- _The request_
Begin at the line that contains "Objective — locate the gable vent" and repeat every line from there to the end of the records below, inclusive, without adding any other line.

begin Records for the exercise

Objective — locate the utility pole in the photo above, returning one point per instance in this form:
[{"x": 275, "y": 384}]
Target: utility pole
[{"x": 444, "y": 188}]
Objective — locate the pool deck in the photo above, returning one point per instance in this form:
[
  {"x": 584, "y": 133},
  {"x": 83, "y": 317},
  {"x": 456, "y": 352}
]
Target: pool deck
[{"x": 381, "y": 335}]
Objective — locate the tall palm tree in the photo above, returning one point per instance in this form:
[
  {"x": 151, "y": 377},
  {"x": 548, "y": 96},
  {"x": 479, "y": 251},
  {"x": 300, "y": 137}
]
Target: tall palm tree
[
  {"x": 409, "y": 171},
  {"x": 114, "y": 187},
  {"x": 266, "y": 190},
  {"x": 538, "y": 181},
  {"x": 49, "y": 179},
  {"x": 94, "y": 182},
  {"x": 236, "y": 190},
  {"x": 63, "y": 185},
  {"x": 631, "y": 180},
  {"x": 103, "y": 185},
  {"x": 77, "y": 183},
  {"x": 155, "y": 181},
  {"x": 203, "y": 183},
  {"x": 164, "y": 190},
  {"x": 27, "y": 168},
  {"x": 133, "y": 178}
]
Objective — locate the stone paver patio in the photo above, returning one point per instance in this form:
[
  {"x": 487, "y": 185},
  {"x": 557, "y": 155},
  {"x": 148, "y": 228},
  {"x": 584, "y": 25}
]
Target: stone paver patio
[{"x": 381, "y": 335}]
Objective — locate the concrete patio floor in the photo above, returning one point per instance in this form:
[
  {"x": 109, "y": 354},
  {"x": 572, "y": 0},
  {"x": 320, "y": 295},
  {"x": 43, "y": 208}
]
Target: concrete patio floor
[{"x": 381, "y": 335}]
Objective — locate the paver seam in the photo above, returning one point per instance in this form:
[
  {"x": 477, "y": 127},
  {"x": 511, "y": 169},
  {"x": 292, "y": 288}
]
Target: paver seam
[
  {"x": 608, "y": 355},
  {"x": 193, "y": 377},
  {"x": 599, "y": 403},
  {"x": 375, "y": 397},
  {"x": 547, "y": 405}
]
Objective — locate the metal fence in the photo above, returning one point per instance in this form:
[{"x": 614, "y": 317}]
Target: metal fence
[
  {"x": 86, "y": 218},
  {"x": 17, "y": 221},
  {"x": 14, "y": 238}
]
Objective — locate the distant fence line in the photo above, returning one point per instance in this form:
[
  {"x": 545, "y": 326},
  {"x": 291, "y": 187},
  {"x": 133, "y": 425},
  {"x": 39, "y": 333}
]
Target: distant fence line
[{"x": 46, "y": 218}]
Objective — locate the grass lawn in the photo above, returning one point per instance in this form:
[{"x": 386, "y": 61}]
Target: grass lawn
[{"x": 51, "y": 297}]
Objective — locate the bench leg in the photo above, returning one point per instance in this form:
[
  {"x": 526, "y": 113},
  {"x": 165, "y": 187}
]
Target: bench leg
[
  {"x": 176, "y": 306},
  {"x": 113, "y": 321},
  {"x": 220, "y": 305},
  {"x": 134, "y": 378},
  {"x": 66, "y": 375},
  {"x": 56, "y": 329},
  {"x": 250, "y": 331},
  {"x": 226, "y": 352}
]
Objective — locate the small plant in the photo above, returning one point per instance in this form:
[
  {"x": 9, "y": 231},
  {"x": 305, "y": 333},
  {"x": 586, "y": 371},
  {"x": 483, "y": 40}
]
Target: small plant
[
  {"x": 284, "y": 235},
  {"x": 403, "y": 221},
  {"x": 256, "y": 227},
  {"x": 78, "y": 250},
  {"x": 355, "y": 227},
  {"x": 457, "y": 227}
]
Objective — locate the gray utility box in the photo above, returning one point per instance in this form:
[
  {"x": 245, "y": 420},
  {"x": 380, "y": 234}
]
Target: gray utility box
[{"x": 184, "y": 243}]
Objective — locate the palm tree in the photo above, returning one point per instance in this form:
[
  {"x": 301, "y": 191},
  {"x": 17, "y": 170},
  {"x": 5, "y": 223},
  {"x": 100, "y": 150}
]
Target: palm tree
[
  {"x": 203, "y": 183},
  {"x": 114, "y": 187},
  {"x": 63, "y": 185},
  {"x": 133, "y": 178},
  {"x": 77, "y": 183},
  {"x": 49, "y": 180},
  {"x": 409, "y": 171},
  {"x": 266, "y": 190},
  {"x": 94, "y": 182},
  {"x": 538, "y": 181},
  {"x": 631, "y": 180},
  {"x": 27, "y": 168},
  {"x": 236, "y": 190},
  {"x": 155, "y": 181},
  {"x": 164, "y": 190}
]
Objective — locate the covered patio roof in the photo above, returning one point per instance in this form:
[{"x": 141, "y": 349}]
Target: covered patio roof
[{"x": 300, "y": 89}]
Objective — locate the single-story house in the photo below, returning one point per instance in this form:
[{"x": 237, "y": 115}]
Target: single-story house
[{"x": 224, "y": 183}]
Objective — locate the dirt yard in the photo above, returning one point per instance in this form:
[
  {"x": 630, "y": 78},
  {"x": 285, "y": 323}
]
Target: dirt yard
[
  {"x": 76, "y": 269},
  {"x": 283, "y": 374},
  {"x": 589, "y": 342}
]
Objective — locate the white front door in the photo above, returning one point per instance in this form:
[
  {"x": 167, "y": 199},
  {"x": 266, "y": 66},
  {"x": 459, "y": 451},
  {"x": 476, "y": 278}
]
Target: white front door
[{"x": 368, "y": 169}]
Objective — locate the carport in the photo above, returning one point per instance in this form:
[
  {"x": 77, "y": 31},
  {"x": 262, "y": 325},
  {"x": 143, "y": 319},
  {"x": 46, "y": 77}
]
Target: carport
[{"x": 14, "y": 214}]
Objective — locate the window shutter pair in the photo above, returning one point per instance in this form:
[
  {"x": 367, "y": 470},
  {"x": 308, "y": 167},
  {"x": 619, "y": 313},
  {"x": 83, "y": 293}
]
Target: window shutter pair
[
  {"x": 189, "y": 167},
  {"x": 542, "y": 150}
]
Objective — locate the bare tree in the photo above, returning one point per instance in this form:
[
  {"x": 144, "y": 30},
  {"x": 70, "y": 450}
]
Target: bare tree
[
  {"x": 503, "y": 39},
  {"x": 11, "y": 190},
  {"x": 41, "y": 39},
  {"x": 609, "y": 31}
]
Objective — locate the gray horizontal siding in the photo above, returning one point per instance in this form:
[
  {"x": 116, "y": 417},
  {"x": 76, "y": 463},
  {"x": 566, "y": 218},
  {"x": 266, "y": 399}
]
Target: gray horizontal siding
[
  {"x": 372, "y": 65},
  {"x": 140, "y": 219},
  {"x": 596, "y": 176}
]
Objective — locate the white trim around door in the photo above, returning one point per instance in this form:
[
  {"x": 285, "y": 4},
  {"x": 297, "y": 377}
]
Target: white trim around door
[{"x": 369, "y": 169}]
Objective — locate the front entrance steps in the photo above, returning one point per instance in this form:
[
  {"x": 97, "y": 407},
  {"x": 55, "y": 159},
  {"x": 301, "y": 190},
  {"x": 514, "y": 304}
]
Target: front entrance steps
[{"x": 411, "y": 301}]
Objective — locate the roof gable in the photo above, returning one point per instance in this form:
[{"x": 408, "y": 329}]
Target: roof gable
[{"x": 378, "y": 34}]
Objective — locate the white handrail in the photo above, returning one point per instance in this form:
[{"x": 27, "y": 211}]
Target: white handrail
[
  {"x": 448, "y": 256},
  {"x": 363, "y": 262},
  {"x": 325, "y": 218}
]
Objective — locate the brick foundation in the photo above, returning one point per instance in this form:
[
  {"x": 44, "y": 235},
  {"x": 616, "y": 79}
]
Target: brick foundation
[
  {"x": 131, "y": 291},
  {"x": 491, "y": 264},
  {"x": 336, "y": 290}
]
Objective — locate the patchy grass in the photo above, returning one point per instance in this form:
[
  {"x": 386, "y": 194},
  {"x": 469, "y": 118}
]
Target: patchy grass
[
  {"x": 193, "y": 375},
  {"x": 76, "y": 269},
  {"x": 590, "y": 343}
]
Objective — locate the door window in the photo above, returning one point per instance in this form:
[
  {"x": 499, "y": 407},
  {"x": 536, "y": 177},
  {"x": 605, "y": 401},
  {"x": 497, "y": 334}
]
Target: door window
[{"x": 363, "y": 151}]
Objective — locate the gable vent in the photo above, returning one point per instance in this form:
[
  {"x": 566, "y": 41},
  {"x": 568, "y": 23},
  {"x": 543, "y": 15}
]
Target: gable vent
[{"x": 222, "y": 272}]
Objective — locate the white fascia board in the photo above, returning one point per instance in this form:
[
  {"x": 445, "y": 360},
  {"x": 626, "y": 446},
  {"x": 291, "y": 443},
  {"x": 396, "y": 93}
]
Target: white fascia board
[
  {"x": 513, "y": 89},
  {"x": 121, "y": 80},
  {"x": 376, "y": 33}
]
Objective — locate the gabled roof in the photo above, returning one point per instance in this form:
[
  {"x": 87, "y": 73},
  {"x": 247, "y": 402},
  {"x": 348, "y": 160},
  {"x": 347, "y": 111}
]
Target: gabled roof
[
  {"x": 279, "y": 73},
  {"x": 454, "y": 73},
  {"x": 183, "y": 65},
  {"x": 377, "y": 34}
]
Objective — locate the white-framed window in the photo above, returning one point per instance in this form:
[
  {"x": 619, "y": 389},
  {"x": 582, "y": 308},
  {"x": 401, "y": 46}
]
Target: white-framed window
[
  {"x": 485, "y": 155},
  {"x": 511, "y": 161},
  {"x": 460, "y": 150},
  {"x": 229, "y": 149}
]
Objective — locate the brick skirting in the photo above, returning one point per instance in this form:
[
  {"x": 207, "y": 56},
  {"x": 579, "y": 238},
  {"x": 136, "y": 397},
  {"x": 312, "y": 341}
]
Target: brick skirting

end Records for the exercise

- _Exercise output_
Objective — locate the gable vent in the photo above, returning one point per instance in this form:
[
  {"x": 566, "y": 41},
  {"x": 568, "y": 23},
  {"x": 543, "y": 15}
]
Target: gable vent
[{"x": 222, "y": 272}]
Objective — locate the white fascia board in the photo above, returning one point per instance in this form:
[
  {"x": 445, "y": 360},
  {"x": 626, "y": 446},
  {"x": 291, "y": 443},
  {"x": 396, "y": 93}
]
Target: white fascia board
[
  {"x": 513, "y": 89},
  {"x": 121, "y": 80},
  {"x": 376, "y": 33}
]
Objective — locate the gabled roof in the photo above, returning one point per instance in this form:
[
  {"x": 87, "y": 73},
  {"x": 247, "y": 402},
  {"x": 348, "y": 160},
  {"x": 347, "y": 111}
]
Target: gabled roof
[
  {"x": 279, "y": 73},
  {"x": 454, "y": 73},
  {"x": 183, "y": 65},
  {"x": 377, "y": 34}
]
Objective — locate the white-framed window in the photo above, returning one point per instance in this form:
[
  {"x": 619, "y": 389},
  {"x": 582, "y": 308},
  {"x": 401, "y": 46}
]
Target: white-framed window
[
  {"x": 485, "y": 155},
  {"x": 511, "y": 161},
  {"x": 460, "y": 150},
  {"x": 229, "y": 149}
]
Objective — locate the brick skirting in the photo above, returning one point per instance in this form:
[
  {"x": 207, "y": 56},
  {"x": 579, "y": 238},
  {"x": 136, "y": 397},
  {"x": 312, "y": 341}
]
Target: brick skirting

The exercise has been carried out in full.